Document excerpt →
** Start **

By Aisha Stacey (© 2013 NewMuslims.com)
Published on 22 Jul 2013 - Last modified on 20 Mar 2017Printed: 230 - Emailed: 0 - Viewed: 10510 (daily average: 8)
· To understand the meaning of the word bidah.
· To understand that worldly innovations such as technology and transport are not matters to be shunned or avoided.
· To be able to recognise what is and is not innovation in Islam.
· Bidah - innovation.
· Deen - the way of life based on Islamic revelation; the sum total of a Muslim’s faith and practice. Deen is often used to mean faith, or the religion of Islam.
· Dhuhr - the afternoon prayer.
· Rakah - unit of prayer.
· Rajab - the name of the 7th month of the Islamic lunar calendar.
· Shariah – Islamic Law.
· Sunnah - The word Sunnah has several meanings depending on the area of study however the meaning is generally accepted to be, whatever was reported that the Prophet said, did, or approved.
Bidah is an Arabic word that comes from the root Al-Bada’ meaning to create something without precedence. In English we would use the word “innovation”. Before discussing bidah in any depth we must distinguish between two types of bidah. The first type is innovation in the matter of things pertaining to our worldly life. Things like technology, electricity and transport would come under this category. These things are permissible and in many cases could even be called desirable. The second type of innovation pertains to matters of the deen. In matters of religion bidah is not permissible and it can be dangerous to introduce new things in our religion. Because of the danger there are many quotations and traditions from the Sunnah of Prophet Muhammad that point this out.
“Whoever innovates into this affair of ours something that we have not commanded, it is to be rejected”.
The best speech is the Book of Allah and the best guidance and example is that of Muhammad, and the worst of all things are the newly invented things (in the religion), for every religious innovation is an error and a misguidance.”
“…Every religious innovation is a means of misguidance and every means of misguidance is in the fire.”
The deen of Islam has no need for bidah. The religion of Islam is complete and there is no need to introduce or invent new matters in the religion. This is confirmed by the Quranic statement “This day I have perfected your religion for you, completed My favour upon you, and have chosen for you Islam as your deen” (Quran 5:3)
When a person innovates something and adds to the deen something that does not already belong to it, he implies that the religion is lacking and in need of improvement, or the implication is that Allah did not complete and perfect it His religion. This is clearly not the case as we can see from the above verse.
Why is it important to avoid bidah
Whilst Allah does not punish a person who falls into error due to ignorance we are obligated to educate ourselves to the best of our ability. The reality is that Allah will not accept an action that does not fulfil two important conditions. The first condition is that the action be done with a sincere intention to please Allah almighty. The second is that the action is done according to what is taught in the Quran and the authentic Sunnah of Prophet Muhammad. The action must conform to the Sunnah and not be in contradiction to it.
With this in mind let us revisit the meaning of bidah. Linguistically, it means creating or inventing something new, something without precedence. Legally, it is to add something new to the deen of Allah. Even if the action is invented as a way of drawing closer to or worshipping Allah it still does not become acceptable. It is still a sin.

** End **

Stated exercise 1 →
In one to three sentences, explain why the bidah excerpt says that adding something new to the deen is wrong.
Stated exercise 2 →
Quote the bidah excerpt from "Published on 22" to "the afternoon prayer.".
The records on this page have nothing to do with the bidah excerpt.

Data section →
** Start **

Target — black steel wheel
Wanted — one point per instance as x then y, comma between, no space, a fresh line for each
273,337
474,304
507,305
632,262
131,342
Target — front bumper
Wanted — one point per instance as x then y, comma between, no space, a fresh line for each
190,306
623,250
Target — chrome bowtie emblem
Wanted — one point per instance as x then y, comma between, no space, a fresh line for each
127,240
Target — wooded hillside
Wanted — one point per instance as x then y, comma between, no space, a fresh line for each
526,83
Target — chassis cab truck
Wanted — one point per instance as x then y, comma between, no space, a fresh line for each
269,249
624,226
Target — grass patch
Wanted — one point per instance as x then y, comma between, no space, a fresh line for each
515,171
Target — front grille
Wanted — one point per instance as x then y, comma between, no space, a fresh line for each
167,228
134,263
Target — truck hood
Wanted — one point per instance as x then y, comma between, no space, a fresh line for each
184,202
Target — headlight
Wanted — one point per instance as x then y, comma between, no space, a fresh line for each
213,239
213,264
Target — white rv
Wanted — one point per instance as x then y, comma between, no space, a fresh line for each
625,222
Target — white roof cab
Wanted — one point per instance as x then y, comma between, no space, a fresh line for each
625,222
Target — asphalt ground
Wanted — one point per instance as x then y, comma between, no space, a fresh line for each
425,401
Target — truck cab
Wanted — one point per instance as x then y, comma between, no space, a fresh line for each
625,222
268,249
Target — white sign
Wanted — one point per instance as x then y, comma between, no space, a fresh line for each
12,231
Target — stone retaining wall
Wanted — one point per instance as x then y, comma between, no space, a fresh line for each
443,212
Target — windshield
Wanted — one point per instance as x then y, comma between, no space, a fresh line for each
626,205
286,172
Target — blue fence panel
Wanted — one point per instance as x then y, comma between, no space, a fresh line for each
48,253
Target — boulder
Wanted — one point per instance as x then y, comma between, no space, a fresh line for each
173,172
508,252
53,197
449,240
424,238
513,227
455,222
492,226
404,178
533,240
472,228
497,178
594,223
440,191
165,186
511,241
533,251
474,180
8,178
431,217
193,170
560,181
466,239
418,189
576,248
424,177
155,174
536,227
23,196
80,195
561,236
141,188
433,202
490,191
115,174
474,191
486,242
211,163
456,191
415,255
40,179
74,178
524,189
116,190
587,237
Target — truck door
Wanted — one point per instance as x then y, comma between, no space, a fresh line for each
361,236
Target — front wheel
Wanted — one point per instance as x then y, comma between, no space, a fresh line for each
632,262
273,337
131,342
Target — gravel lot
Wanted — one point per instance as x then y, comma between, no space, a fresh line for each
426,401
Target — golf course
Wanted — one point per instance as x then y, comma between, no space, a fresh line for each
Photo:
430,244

** End **
** Start **

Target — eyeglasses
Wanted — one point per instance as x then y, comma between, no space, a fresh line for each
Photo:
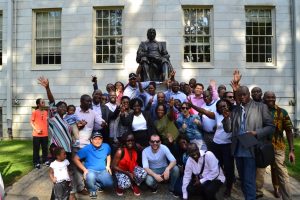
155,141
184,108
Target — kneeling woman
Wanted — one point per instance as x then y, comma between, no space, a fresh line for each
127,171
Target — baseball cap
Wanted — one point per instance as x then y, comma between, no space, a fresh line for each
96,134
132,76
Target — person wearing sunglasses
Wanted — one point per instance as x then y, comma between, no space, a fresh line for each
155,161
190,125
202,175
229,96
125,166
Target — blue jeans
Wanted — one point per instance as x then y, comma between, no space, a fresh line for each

** End **

Worked answer 1 →
Adding something that does not already belong to the deen implies that the religion is lacking and needs improvement, or that Allah did not complete and perfect it. The excerpt says this is clearly not the case, citing Quran 5:3: "This day I have perfected your religion for you."

Worked answer 2 →
Published on 22 Jul 2013 - Last modified on 20 Mar 2017Printed: 230 - Emailed: 0 - Viewed: 10510 (daily average: 8)
· To understand the meaning of the word bidah.
· To understand that worldly innovations such as technology and transport are not matters to be shunned or avoided.
· To be able to recognise what is and is not innovation in Islam.
· Bidah - innovation.
· Deen - the way of life based on Islamic revelation; the sum total of a Muslim’s faith and practice. Deen is often used to mean faith, or the religion of Islam.
· Dhuhr - the afternoon prayer.